## TASKS TO COMPLETE
[A] Retype everything in the GPU profiler text below from "Integration" down to "Lower CUPTI overhead.".
[B] In the GPU profiler text below, which CUDA graph tracing granularity is the default?
━━ READING TEXT ━━
GPU kernel profiles (CUPTI activity records, low overhead): per-kernel timelines — cumulative time, call count, peak concurrency, and theoretical occupancy — for the top kernels by GPU time, plus a higher-level view that aggregates all kernels (including the long tail) by activity type: attention, matrix multiply, communication, KV cache, quantization, normalization, activation, sampling, embedding, memory movement.
Memory transfers: host↔device, device↔device, and peer-GPU copies (memcpy) and device-memory fills (memset) — cumulative time, call count, and bytes per direction.
Synchronization: cudaDeviceSynchronize / cudaStreamSynchronize / cudaEventSynchronize cumulative blocking time.
GPU metrics: utilization, memory (used/free/total/reserved), temperature, power, clock speeds, PCIe and NVLink throughput/utilization/errors, ECC errors, and XID error events.

How it works

The Graphsignal profiler runs as a sidecar process — never co-located with CUDA. It collects CUDA kernel activity via CUPTI from the workload and processes it externally in the sidecar. GPU metrics are collected via NVML by the sidecar.

Integration

Set GRAPHSIGNAL_API_KEY and wrap your launch command with graphsignal-run:

export GRAPHSIGNAL_API_KEY=<my-api-key>
graphsignal-run <my-app>

CUPTI activity collection and NVML metrics start automatically once a CUDA context exists in the workload. See the Quick Start for details and the Profiler CLI reference for options.

CUDA graph tracing

Workloads that replay CUDA graphs (common in inference engines) can be traced at two granularities via --cuda-graph-trace or graphsignal.watch(cuda_graph_trace=...):

graph (default): each graph launch is reported as one aggregated cuda.graph event. Lower CUPTI overhead.
node: individual graph node activities (kernels, memory copies, etc.) appear as separate cuda.kernel / cuda.memcpy events. Higher CUPTI overhead; use when you need node-level visibility inside captured graphs.

graphsignal-run --cuda-graph-trace node python my_cuda_app.py

graphsignal.watch(cuda_graph_trace='node')
━━━
━━ DATA EXCERPT ━━
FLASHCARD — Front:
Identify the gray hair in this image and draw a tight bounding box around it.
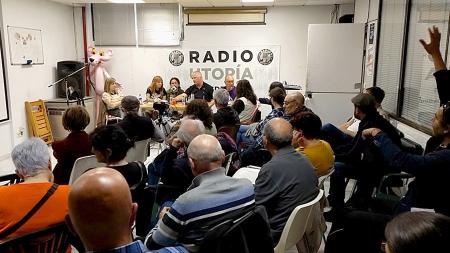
━━━
## THE REPLIES
[A]
Integration

Set GRAPHSIGNAL_API_KEY and wrap your launch command with graphsignal-run:

export GRAPHSIGNAL_API_KEY=<my-api-key>
graphsignal-run <my-app>

CUPTI activity collection and NVML metrics start automatically once a CUDA context exists in the workload. See the Quick Start for details and the Profiler CLI reference for options.

CUDA graph tracing

Workloads that replay CUDA graphs (common in inference engines) can be traced at two granularities via --cuda-graph-trace or graphsignal.watch(cuda_graph_trace=...):

graph (default): each graph launch is reported as one aggregated cuda.graph event. Lower CUPTI overhead.

[B] Graph, where each graph launch is reported as one aggregated cuda.graph event.